Dataset rows showing where objects appear
__________________________________________________

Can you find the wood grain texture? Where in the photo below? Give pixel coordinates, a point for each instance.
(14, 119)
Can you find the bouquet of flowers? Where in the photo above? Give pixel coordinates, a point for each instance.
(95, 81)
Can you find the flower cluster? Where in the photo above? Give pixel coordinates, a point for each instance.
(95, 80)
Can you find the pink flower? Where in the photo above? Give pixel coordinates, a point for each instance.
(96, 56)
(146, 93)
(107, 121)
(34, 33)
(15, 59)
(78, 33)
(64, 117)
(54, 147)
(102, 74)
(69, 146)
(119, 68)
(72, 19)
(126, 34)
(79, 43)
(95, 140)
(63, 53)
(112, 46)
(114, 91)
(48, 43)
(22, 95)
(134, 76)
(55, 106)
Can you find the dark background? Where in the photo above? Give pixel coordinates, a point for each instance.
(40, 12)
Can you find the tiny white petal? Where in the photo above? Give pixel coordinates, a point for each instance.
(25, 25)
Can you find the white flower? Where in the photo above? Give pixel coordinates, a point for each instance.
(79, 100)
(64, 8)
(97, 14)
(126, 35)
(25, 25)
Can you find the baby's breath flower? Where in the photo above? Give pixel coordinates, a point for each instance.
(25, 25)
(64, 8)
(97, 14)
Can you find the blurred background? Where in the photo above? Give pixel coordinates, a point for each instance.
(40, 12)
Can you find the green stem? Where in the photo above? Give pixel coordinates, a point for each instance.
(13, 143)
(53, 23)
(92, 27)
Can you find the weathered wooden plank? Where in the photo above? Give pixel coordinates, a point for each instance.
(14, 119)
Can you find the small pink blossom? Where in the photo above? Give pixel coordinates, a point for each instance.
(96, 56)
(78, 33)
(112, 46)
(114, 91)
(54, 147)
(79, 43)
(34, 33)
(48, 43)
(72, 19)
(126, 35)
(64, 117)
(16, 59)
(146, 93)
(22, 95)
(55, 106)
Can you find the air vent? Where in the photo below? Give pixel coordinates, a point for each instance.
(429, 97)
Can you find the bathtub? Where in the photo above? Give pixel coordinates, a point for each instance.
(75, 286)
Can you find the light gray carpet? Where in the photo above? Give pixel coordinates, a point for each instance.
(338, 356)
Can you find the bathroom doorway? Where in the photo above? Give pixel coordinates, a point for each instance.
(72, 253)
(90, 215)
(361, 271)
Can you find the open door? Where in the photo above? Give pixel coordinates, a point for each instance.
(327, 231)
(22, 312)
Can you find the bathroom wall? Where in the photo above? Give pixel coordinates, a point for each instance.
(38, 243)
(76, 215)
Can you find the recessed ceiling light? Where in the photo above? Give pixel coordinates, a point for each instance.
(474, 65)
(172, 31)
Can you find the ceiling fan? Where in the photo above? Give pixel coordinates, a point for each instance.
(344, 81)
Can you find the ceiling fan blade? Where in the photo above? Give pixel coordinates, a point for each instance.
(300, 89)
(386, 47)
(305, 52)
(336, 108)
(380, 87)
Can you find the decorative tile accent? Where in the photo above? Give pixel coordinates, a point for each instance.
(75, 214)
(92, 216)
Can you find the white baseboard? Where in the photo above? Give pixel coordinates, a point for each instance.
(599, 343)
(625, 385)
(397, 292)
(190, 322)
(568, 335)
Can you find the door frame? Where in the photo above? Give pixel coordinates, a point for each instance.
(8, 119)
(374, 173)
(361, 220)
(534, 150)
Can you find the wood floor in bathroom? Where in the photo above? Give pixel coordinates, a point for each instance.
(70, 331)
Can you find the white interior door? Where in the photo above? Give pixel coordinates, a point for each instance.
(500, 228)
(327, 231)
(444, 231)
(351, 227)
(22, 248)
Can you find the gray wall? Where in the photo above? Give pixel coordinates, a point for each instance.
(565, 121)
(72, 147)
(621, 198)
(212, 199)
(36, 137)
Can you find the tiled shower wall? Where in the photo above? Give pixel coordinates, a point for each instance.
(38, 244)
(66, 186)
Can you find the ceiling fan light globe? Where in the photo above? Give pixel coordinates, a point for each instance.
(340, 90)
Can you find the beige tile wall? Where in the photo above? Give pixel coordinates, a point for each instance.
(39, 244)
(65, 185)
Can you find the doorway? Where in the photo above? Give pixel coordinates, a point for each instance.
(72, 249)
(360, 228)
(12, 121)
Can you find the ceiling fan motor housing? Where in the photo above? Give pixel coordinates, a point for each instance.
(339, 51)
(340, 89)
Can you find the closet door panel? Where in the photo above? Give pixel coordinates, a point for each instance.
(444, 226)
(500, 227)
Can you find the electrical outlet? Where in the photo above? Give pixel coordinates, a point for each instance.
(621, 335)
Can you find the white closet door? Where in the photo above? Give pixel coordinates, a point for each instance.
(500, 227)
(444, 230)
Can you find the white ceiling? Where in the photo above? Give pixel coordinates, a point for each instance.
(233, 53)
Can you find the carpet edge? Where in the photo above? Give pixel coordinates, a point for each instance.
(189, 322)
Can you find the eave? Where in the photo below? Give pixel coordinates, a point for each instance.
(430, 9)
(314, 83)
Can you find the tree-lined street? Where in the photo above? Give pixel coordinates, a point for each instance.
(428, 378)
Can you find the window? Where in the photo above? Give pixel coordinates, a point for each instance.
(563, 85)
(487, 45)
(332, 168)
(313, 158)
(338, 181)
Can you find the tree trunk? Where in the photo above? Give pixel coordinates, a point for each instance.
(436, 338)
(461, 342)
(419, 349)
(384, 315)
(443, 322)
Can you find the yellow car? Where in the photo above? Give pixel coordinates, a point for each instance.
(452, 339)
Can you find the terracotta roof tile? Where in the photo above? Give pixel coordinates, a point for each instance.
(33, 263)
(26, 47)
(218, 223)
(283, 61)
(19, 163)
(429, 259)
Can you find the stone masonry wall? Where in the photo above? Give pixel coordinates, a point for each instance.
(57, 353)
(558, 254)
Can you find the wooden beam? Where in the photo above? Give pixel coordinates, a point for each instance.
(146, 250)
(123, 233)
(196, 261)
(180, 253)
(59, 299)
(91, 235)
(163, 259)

__________________________________________________

Write out all of the data above again, switching every "a point for each instance" to "one point per instance" and leaving everything else unchanged.

Can you find the wood grain texture? Where in the photo below? Give pixel coordinates, one point per instance.
(14, 119)
Can you find the bouquet of flowers? Where in the photo above? Give pixel coordinates, one point per instance.
(95, 81)
Can you find the flower cluster? Where in the photo above? Give pixel coordinates, one point per instance.
(95, 80)
Can you find the pink flower? Where in the photo above? Give pixel coordinates, one point per instance.
(96, 56)
(146, 93)
(107, 121)
(34, 33)
(15, 59)
(78, 33)
(64, 117)
(54, 147)
(102, 74)
(69, 146)
(119, 68)
(72, 19)
(126, 34)
(79, 43)
(95, 140)
(63, 53)
(112, 46)
(114, 91)
(48, 43)
(22, 95)
(134, 76)
(55, 106)
Can you find the dark background? Where in the photo above? Give pixel coordinates, one point per instance.
(40, 12)
Can you find the tiny white petal? Where in the photo above? Give pixel coordinates, one point per instance.
(25, 25)
Can you find the white flower? Where in the photo above? Give pixel coordinates, one point per instance.
(79, 100)
(64, 8)
(97, 14)
(126, 35)
(25, 25)
Can you find the baby's breath flower? Where in the photo above? Give pixel coordinates, one point per instance.
(25, 25)
(64, 8)
(97, 14)
Can you find the blurred background? Where in the photo above? Give pixel coordinates, one point per instance.
(40, 12)
Can you find the green stem? Where in the photo above? Give pixel coordinates, one point per instance.
(13, 143)
(53, 23)
(92, 27)
Can you find the weathered wooden plank? Where in the photo above? Give pixel coordinates, one point per instance.
(14, 119)
Can you find the small pink blossom? Where in the photo above? Give pixel coordinates, one point per instance.
(96, 56)
(78, 33)
(112, 46)
(114, 91)
(54, 147)
(79, 43)
(34, 33)
(48, 43)
(72, 19)
(126, 35)
(64, 117)
(16, 59)
(146, 93)
(22, 95)
(55, 106)
Can you find the air vent? Where in the photo below? Give pixel coordinates, one point per instance.
(429, 97)
Can you find the bathtub? Where in the photo above? Give pixel coordinates, one point per instance.
(75, 286)
Can you find the light gray carpet? Where in the photo above? Give pixel coordinates, one point per instance.
(338, 356)
Can you find the bathroom doorway? Where in the photo above? Give pixel coordinates, one point per instance.
(72, 253)
(90, 215)
(361, 271)
Can you find the open door? Where in the photo above? Give pixel coordinates, one point per instance.
(327, 231)
(22, 312)
Can you find the bathroom wall? Where in the photo above? Give pixel coordinates, one point per instance.
(38, 243)
(76, 215)
Can you find the recessed ceiling light? Where in the photo above? Give pixel coordinates, one point per instance.
(474, 65)
(172, 31)
Can you find the ceiling fan? Where in the photo above? Give pixel coordinates, one point per instance.
(344, 81)
Can you find the ceiling fan blade? Where in the photo above? Give pixel coordinates, one point per instance.
(300, 89)
(386, 47)
(305, 52)
(336, 108)
(380, 87)
Can you find the decorative tile accent? Where in the photo above? Give pixel coordinates, one point per instance.
(75, 214)
(92, 216)
Can you find the white baseboard? Where in the photo above? Give pixel coordinates, one point per instance.
(599, 343)
(625, 385)
(397, 292)
(190, 322)
(568, 335)
Can you find the door frame? Where in the photo above? Give pixel coordinates, one point per instance.
(8, 119)
(374, 173)
(361, 220)
(534, 150)
Can you find the wood floor in bathroom? Where in the photo above? Give pixel coordinates, one point per instance.
(70, 331)
Can you find the white interior door? Where in the photo above? Give pixel coordinates, one point per instance.
(500, 228)
(327, 231)
(444, 231)
(351, 227)
(22, 248)
Can you find the gray wall? Where in the photo above? Give pixel coordinates, one point per instance.
(565, 121)
(72, 147)
(621, 198)
(212, 199)
(36, 137)
Can you find the tiled shower wall? Where in the photo above? Give pixel coordinates, one point per instance.
(38, 244)
(66, 186)
Can you find the ceiling fan light globe? Where in the photo above? Give pixel coordinates, one point per instance.
(340, 90)
Can you find the beige tile wall? Where in the photo above? Give pixel coordinates, one point per instance.
(39, 244)
(65, 185)
Can you find the doorway? Where in the photo above? Give pixel coordinates, one point per instance.
(72, 249)
(360, 228)
(12, 121)
Can you find the ceiling fan motor housing? Where in the photo above? Give pixel coordinates, one point per instance.
(339, 51)
(340, 89)
Can you find the closet door panel? Where in the photo above? Give pixel coordinates, one point per instance.
(444, 226)
(500, 227)
Can you find the electrical outlet? Where in the photo above? Give pixel coordinates, one point per instance.
(621, 335)
Can you find the white closet door? Where in the photo above? Give pixel coordinates, one point per instance.
(500, 227)
(444, 230)
Can you find the white ceiling? Where in the photo above? Give pixel coordinates, one point per instance.
(233, 53)
Can you find the carpet edge? Where in the photo above? Give pixel coordinates, one point per instance.
(189, 322)
Can you find the eave? Where in the photo below? Give pixel coordinates, one point per instance.
(430, 9)
(314, 83)
Can you find the tree-lined street? Where in the photo above? Give pixel coordinates, one point per instance.
(428, 378)
Can you find the window? Where in the photo above? Give pixel coordinates, one point per instance.
(563, 85)
(487, 45)
(332, 168)
(313, 158)
(338, 181)
Can you find the tree trunk? Where in the photo above? Give pixel coordinates, one point per instance.
(436, 338)
(461, 342)
(419, 349)
(384, 315)
(443, 322)
Can you find the yellow car? Where in the photo above? Give pixel coordinates, one point per instance.
(452, 339)
Can you find the terracotta roof tile? Where in the photo above? Give pixel coordinates, one point per instance.
(33, 263)
(26, 47)
(218, 223)
(283, 61)
(19, 163)
(429, 259)
Can you find the stone masonry wall? Where in the photo above? Give pixel coordinates, one point per instance.
(57, 353)
(558, 254)
Can you find the wooden beam? Where in the photo above? Give pixel coordinates, one point per instance.
(146, 250)
(123, 233)
(196, 261)
(180, 253)
(59, 299)
(91, 235)
(163, 259)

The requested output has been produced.